- **Stored records**:
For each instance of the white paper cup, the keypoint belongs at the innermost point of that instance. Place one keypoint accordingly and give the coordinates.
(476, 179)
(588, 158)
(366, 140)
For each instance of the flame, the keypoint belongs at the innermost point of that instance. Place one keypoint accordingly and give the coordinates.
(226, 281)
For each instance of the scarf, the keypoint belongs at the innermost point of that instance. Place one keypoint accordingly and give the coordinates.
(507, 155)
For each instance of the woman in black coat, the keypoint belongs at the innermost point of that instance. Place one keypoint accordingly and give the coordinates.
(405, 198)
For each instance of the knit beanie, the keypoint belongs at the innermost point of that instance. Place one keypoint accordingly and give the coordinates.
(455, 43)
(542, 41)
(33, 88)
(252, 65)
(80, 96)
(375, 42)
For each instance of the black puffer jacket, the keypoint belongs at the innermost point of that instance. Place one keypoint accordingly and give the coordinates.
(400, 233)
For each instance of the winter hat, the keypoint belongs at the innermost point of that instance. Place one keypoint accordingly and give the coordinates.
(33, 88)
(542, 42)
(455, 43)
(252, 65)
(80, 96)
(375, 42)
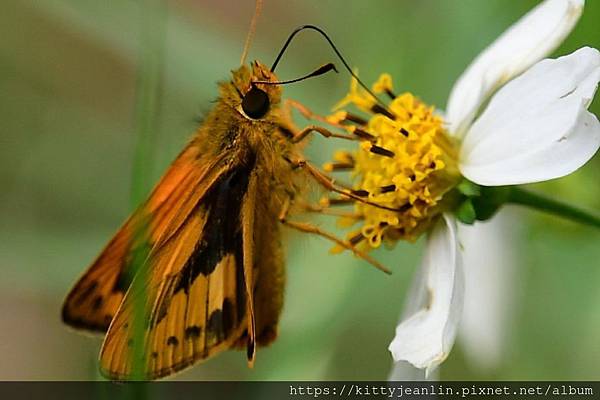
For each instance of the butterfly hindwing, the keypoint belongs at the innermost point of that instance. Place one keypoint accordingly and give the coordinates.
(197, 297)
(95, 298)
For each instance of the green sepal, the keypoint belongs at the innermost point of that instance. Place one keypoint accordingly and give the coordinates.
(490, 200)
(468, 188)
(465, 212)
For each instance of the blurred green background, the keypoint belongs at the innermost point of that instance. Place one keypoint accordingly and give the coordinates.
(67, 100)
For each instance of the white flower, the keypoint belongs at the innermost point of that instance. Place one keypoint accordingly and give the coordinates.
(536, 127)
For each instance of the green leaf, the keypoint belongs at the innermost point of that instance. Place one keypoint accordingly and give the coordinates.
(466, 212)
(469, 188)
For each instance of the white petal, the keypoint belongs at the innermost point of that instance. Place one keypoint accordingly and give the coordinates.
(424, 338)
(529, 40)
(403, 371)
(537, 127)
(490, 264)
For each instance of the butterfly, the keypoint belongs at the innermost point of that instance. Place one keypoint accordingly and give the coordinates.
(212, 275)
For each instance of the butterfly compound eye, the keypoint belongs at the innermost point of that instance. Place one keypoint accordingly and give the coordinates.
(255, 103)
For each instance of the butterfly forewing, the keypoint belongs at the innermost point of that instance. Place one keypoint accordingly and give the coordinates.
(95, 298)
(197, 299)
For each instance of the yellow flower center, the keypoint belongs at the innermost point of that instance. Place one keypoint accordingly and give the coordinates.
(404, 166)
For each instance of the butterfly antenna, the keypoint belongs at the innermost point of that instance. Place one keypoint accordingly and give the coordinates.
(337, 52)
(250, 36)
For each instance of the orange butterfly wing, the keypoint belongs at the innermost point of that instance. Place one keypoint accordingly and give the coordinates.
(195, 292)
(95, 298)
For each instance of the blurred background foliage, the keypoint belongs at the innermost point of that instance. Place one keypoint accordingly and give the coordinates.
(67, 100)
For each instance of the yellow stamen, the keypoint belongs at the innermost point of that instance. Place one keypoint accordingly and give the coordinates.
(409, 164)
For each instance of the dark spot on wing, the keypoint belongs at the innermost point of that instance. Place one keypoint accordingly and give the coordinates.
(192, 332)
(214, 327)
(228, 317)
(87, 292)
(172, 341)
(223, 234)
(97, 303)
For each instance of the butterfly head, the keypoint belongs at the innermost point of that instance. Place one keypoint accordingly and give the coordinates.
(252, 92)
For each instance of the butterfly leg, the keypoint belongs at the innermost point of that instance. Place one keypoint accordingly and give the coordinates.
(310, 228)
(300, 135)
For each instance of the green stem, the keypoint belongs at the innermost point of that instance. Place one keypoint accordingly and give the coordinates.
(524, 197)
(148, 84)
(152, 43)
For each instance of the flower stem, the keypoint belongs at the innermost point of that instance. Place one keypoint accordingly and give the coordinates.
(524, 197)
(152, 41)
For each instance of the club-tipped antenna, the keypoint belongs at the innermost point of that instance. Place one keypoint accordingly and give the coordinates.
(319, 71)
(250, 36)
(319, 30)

- **Written instruction**:
Lay out every line of the stored records above as a numbered list, skipping blank lines. Leave the pictures out.

- **Written response**:
1. For each instance of the white paper cup, the keypoint belongs at the innermost point of that instance. Place one keypoint accordingly and give the coordinates.
2. (476, 179)
3. (588, 158)
4. (366, 140)
5. For each instance of the flame, the keypoint belongs at the innermost point of that instance. Place one keypoint accordingly and give the coordinates.
6. (226, 281)
7. For each instance of the scarf, the keypoint belongs at the innermost point of that instance. Place one keypoint accordingly and give the coordinates.
8. (507, 155)
9. For each instance of the woman in black coat, the keypoint belongs at the innermost point of that instance. Place one keypoint accordingly and give the coordinates.
10. (405, 198)
11. For each instance of the knit beanie, the keypoint belongs at the innermost point of that instance. Place one keypoint accordingly and give the coordinates.
12. (455, 43)
13. (542, 41)
14. (33, 88)
15. (252, 65)
16. (80, 96)
17. (375, 42)
18. For each instance of the black puffer jacket, the keypoint belongs at the innermost point of that instance. Place one keypoint accordingly and give the coordinates.
19. (400, 233)
20. For each instance of the winter hat, the keypoint belongs at the innermost point of that instance. Place one keypoint accordingly and give the coordinates.
21. (33, 88)
22. (542, 42)
23. (455, 43)
24. (252, 65)
25. (80, 96)
26. (375, 42)
27. For each instance of the butterfly hindwing, the keypoint belongs at the innermost point of that instance. Place one keypoint accordingly and give the coordinates.
28. (197, 297)
29. (95, 298)
30. For each instance of the green sepal, the keypoint belongs at the innermost point of that instance. Place one keypoint accordingly and give the coordinates.
31. (490, 200)
32. (468, 188)
33. (465, 212)
34. For each instance of the blurred green background, the keypoint belongs at the innermost point of that instance. Place one keypoint accordingly and give the coordinates.
35. (67, 100)
36. For each instance of the white flower, the keypoint belongs at the innermost point of that instance. Place one keypoint accordingly and give the coordinates.
37. (536, 127)
38. For each instance of the green leaf, the keypoint belongs at the innermost point of that instance. Place one keypoint accordingly and give the coordinates.
39. (466, 212)
40. (469, 188)
41. For each instance of the white petal, the keypoint belongs at the innermost point of that instance. Place one keypoint accordingly and give the coordinates.
42. (424, 338)
43. (529, 40)
44. (403, 371)
45. (537, 127)
46. (490, 264)
47. For each instance of the butterfly, the keypoint belongs at the innermost point of that instance. Place one keypoint accordingly and give the coordinates.
48. (212, 275)
49. For each instance of the butterfly compound eye, the keypoint belongs at the innermost point of that instance. Place one keypoint accordingly and give the coordinates.
50. (255, 103)
51. For each instance of the butterfly forewing, the keypoint belongs at the innermost point of that instance. Place one keypoint accordingly and give the coordinates.
52. (95, 298)
53. (197, 299)
54. For each instance of the yellow flower center, the keypoint belongs at the innermost point of that instance. Place one keypoint accordingly and give the coordinates.
55. (404, 166)
56. For each instance of the butterfly antenna, the keypoint belongs at the innermost point of that instance. Place one keypoint accordingly and give the coordinates.
57. (337, 52)
58. (250, 36)
59. For each instance of the orange butterfly wing, the keypoint belongs at the innermost point of that instance. Place one keypoint accordingly and give the coordinates.
60. (195, 292)
61. (95, 298)
62. For each instance of the blurred background foliage, the keypoint belongs at the innermost point of that instance. Place one keypoint accordingly and give the coordinates.
63. (67, 100)
64. For each instance of the yellow stamen, the keypoint belongs at the innermost point of that instance. Place one keypoint accordingly and give the coordinates.
65. (409, 164)
66. For each instance of the dark spot on wing, the keypoint belongs at the innermost point of that instance. Place one keypoint accordingly and give the coordinates.
67. (192, 332)
68. (214, 327)
69. (228, 317)
70. (87, 292)
71. (172, 341)
72. (223, 234)
73. (97, 303)
74. For each instance of the butterfly head, the keypoint belongs at the innermost point of that instance. Place one keypoint accordingly and give the coordinates.
75. (252, 92)
76. For each instance of the butterfly leg, the keypoint belongs at the innermost point of that instance. Place one keypoint accordingly and give the coordinates.
77. (310, 228)
78. (300, 135)
79. For each instance of the green stem, the keypoint belongs at the innermost point of that instance. Place one keypoint accordingly and give the coordinates.
80. (524, 197)
81. (148, 84)
82. (152, 43)
83. For each instance of the flower stem, the keypoint belongs at the innermost point of that instance. Place one keypoint accordingly and give the coordinates.
84. (524, 197)
85. (152, 41)
86. For each instance of the club-tipped antenna, the keypoint belongs at the innermost point of that instance. Place one keypoint accordingly and give the coordinates.
87. (319, 71)
88. (250, 36)
89. (319, 30)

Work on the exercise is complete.